++++ Excerpt ++++

1) In v.16, Paul writes of the trumpet of God. There are two trumpets, one of God which refers exclusively to the church and the trumpet(s) of angels which applies exclusively to Israel. I’m not familiar with this concept, but I’m assuming it has to do with the trumpets of Revelation and their belief that chapter 4-19 deal only with Israel in a 7 year tribulation.

2) God’s eschatological plan as taught by Jesus in Matthew 24 and expanded upon by the NT authors follows the pattern of Jewish wedding customs and cannot deviate from them. I.e the groom snatches the bride prior to betrothal, wedding consummation lasted 7 days, etc. I’m familiar with this argument but I’ve never understood how this is a Biblical argument.

3) Paul says to encourage each other with these words (v. 18) Essentially, if the church was going to go through the tribulation, Paul would say these words are a warning not an encouragement.

Any help would be appreciated. He also made typological statements that I haven’t heard, such as as that 1) Moses was deprived of entering the promised land for breaking the typology of Christ by striking the rock a second time (when Christ was only crucified once) and that Daniel ascending to a high place prior to the fiery furnace was a type of church being raptured and Meshach, Shadrach, and Abendego being in a furnace 7x hotter signified Israel in the tribulation. Do these have merit? Thanks!

++++ Dataset ++++

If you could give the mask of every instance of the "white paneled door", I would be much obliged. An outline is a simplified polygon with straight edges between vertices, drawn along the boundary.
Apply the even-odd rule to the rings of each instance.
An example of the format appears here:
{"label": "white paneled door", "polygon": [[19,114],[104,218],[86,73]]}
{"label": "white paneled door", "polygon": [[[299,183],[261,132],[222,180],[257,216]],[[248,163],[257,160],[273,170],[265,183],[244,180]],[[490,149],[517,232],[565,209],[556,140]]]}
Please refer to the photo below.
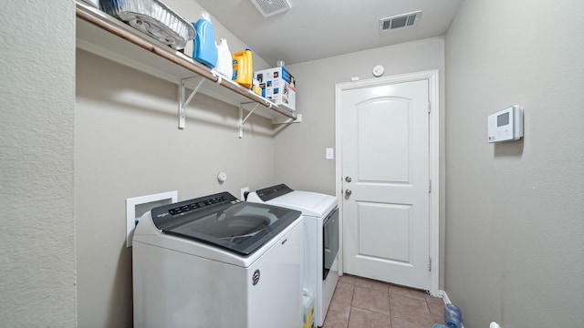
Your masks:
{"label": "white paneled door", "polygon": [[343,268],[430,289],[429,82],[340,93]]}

++++
++++ Dataset ++++

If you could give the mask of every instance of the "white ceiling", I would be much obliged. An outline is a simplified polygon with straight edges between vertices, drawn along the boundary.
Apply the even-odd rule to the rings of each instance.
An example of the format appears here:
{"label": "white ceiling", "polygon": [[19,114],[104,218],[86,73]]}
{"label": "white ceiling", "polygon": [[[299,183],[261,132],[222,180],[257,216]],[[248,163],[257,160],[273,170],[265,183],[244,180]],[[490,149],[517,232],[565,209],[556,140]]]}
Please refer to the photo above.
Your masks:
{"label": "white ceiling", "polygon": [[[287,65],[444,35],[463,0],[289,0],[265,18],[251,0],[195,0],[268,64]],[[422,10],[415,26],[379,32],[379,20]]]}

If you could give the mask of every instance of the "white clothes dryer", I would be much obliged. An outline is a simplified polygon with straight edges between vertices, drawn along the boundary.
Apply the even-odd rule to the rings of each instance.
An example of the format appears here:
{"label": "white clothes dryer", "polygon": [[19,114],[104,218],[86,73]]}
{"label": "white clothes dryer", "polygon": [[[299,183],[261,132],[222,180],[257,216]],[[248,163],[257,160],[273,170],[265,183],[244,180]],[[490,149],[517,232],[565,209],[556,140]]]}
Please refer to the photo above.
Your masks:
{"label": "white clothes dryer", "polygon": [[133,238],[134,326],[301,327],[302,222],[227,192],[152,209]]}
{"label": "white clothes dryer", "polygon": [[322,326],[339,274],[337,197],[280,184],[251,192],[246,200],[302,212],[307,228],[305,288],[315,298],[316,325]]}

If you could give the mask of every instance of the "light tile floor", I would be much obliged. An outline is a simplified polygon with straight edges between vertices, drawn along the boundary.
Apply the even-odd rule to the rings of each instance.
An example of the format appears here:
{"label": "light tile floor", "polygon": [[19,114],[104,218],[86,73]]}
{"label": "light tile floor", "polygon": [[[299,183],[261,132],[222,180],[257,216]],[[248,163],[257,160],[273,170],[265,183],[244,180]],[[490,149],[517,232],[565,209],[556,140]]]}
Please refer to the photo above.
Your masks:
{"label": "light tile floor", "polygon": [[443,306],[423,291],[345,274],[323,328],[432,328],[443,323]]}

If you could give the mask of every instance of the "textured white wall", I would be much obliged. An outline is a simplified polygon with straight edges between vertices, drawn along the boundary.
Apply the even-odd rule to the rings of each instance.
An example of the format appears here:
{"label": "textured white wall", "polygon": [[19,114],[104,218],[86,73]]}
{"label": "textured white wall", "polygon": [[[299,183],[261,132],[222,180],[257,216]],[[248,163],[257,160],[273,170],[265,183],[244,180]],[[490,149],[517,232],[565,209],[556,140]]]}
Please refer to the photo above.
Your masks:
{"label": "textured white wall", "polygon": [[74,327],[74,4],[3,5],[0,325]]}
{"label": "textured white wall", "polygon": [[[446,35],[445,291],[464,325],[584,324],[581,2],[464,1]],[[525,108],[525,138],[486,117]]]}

++++
++++ Dataset ++++

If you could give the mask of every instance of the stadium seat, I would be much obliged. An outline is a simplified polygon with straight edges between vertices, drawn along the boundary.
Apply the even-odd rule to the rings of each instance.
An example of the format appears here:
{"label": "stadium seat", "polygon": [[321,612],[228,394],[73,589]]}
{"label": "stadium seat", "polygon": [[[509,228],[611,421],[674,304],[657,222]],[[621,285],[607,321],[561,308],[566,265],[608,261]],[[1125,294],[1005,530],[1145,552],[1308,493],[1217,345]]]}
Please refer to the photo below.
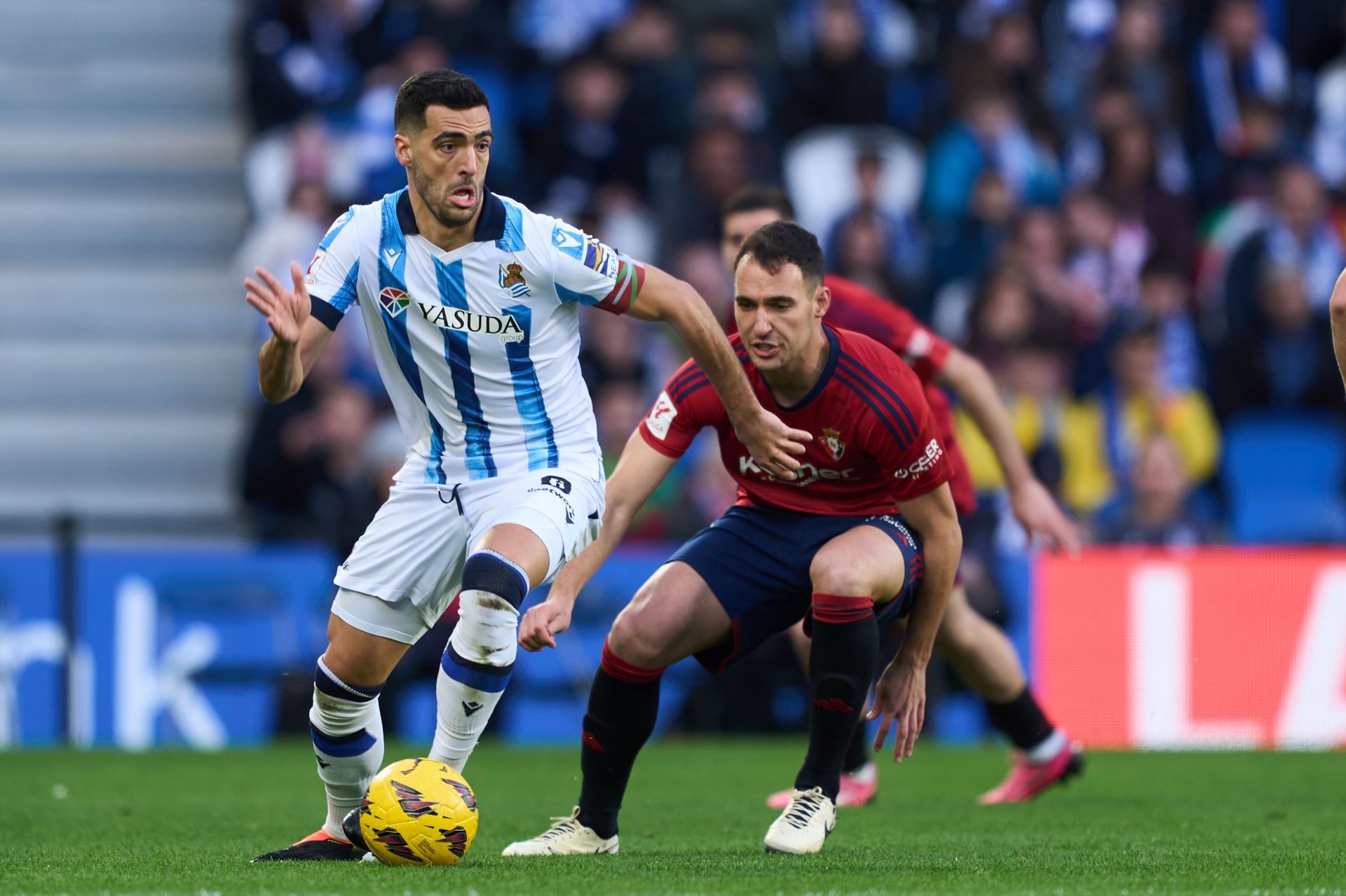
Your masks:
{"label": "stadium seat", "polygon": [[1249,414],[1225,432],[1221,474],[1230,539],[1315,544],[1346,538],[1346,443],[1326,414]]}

++++

◆ **Job**
Reproduce the full excerpt on rapture and tribulation arguments word for word. The items are separate material, unrelated to the excerpt on rapture and tribulation arguments.

◆ **Answer to the problem**
1) In v.16, Paul writes of the trumpet of God. There are two trumpets, one of God which refers exclusively to the church and the trumpet(s) of angels which applies exclusively to Israel. I’m not familiar with this concept, but I’m assuming it has to do with the trumpets of Revelation and their belief that chapter 4-19 deal only with Israel in a 7 year tribulation.

2) God’s eschatological plan as taught by Jesus in Matthew 24 and expanded upon by the NT authors follows the pattern of Jewish wedding customs and cannot deviate from them. I.e the groom snatches the bride prior to betrothal, wedding consummation lasted 7 days, etc. I’m familiar with this argument but I’ve never understood how this is a Biblical argument.

3) Paul says to encourage each other with these words (v. 18) Essentially, if the church was going to go through the tribulation, Paul would say these words are a warning not an encouragement.

Any help would be appreciated. He also made typological statements that I haven’t heard, such as as that 1) Moses was deprived of entering the promised land for breaking the typology of Christ by striking the rock a second time (when Christ was only crucified once) and that Daniel ascending to a high place prior to the fiery furnace was a type of church being raptured and Meshach, Shadrach, and Abendego being in a furnace 7x hotter signified Israel in the tribulation. Do these have merit? Thanks!